Required work
Repeat only the lines below that run from the line with "task | indicate the headlight" to the line with "Locate the rock;", ends included; skip every picture.

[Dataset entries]

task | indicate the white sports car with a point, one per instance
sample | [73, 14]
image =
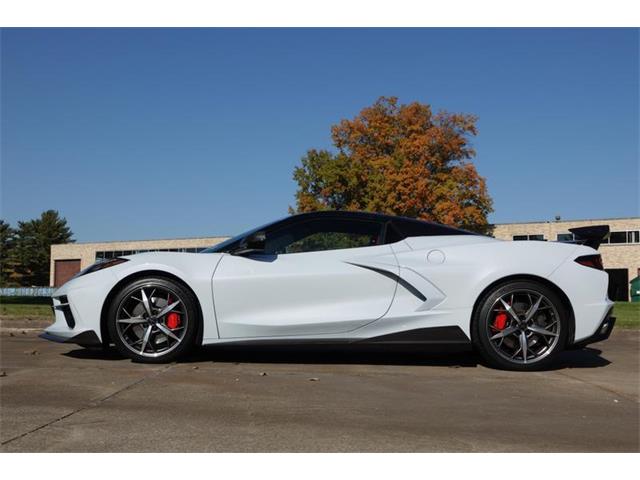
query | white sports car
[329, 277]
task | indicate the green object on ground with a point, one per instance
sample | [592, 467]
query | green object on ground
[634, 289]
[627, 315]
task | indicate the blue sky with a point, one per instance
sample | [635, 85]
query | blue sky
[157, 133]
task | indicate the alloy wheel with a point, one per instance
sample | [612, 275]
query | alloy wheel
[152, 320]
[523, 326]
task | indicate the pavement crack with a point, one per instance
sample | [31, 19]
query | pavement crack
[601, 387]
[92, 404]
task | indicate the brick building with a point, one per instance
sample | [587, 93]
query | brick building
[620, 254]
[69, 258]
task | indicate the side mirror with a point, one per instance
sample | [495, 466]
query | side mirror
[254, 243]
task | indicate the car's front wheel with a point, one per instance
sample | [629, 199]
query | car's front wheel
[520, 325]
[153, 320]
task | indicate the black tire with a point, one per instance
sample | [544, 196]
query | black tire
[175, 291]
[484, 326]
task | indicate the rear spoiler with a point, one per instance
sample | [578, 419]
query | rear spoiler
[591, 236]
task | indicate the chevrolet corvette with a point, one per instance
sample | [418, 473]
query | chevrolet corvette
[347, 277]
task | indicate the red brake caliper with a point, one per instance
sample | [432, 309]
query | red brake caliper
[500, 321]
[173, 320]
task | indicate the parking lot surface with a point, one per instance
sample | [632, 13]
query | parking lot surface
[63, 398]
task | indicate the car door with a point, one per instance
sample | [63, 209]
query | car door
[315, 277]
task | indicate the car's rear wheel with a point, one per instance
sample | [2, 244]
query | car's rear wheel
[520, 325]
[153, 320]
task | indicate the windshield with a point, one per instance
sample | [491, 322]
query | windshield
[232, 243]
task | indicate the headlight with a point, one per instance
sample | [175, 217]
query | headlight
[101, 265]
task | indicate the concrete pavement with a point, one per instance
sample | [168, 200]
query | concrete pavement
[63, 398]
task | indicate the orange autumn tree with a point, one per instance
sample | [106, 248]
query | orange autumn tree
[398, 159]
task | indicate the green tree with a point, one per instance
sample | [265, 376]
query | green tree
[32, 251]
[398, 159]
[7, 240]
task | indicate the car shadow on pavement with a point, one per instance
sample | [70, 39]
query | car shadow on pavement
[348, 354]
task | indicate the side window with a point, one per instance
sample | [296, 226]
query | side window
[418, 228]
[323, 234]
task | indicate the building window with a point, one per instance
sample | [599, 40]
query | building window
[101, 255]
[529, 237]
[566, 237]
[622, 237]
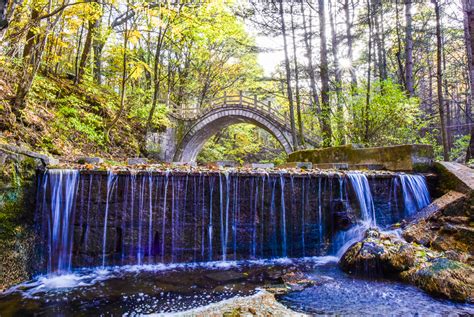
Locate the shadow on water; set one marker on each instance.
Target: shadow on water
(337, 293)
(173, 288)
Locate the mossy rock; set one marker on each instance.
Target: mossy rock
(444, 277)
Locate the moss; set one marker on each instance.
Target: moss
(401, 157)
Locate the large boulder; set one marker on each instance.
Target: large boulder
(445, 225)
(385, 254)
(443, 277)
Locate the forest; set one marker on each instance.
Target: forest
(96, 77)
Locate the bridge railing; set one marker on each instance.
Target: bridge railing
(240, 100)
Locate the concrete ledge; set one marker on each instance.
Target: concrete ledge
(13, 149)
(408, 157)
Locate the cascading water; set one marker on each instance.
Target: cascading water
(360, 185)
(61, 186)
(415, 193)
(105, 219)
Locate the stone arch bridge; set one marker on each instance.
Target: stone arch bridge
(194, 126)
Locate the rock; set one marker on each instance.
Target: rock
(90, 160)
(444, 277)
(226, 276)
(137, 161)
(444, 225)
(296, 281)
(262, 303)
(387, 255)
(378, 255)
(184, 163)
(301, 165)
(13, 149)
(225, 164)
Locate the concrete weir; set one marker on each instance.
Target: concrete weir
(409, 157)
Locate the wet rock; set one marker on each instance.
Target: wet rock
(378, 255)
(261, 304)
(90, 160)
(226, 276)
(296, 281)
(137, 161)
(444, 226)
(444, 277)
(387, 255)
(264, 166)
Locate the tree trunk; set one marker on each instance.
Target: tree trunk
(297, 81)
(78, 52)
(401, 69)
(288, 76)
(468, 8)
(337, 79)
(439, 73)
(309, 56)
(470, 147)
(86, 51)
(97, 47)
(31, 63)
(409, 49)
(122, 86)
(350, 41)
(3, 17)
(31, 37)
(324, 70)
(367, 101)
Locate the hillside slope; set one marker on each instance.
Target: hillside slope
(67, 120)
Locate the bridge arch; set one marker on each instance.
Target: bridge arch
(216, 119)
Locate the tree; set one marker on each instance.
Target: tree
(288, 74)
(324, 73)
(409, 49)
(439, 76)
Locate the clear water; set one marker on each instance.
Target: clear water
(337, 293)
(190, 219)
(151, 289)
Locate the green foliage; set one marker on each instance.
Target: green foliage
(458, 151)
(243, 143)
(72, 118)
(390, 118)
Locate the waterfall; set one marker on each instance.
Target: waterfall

Task output
task | indicate the headlight with a point, one per instance
sample | [175, 217]
query | headlight
[101, 265]
task | indicate the concrete pavement with a point, one per instance
sample | [168, 200]
query | concrete pavement
[63, 398]
task | indicate the orange autumn tree with a point, one per instance
sample | [106, 248]
query | orange autumn tree
[398, 159]
task | indicate the green tree with a point, one per instance
sample | [265, 376]
query | green tree
[32, 251]
[398, 159]
[7, 240]
task | indicate the car shadow on pavement with a point, one per instance
sample | [70, 39]
query | car shadow on pavement
[348, 354]
task | indicate the side window with a point, one per instance
sample | [296, 226]
query | side window
[418, 228]
[323, 234]
task | indicate the building window with a point, one per instance
sample | [599, 40]
query | building window
[101, 255]
[529, 237]
[566, 237]
[622, 237]
Locate the shadow on water; set one marker on each instance.
Target: shadow on water
(337, 293)
(173, 288)
Locate the mossy rock; set one marker on each instance.
Target: mossy rock
(444, 277)
Locate the moss; set one marker on each instance.
Target: moss
(401, 157)
Locate the large boulder; set one marker on each instance.
Target: large boulder
(445, 225)
(385, 254)
(443, 277)
Locate the forest; set one marker on each instance.
Target: forest
(96, 77)
Locate the bridge railing; set one marker on each instance.
Target: bridge railing
(240, 100)
Locate the concrete ledge; set one marker on each instance.
Target: concrete ledge
(13, 149)
(408, 157)
Locate the cascading water; set one marker on each instance.
Target: cascading water
(360, 185)
(61, 186)
(415, 193)
(105, 219)
Locate the stone arch bridge; set one marker on each instance.
Target: stone arch bridge
(194, 126)
Locate the rock; set one marker on each instance.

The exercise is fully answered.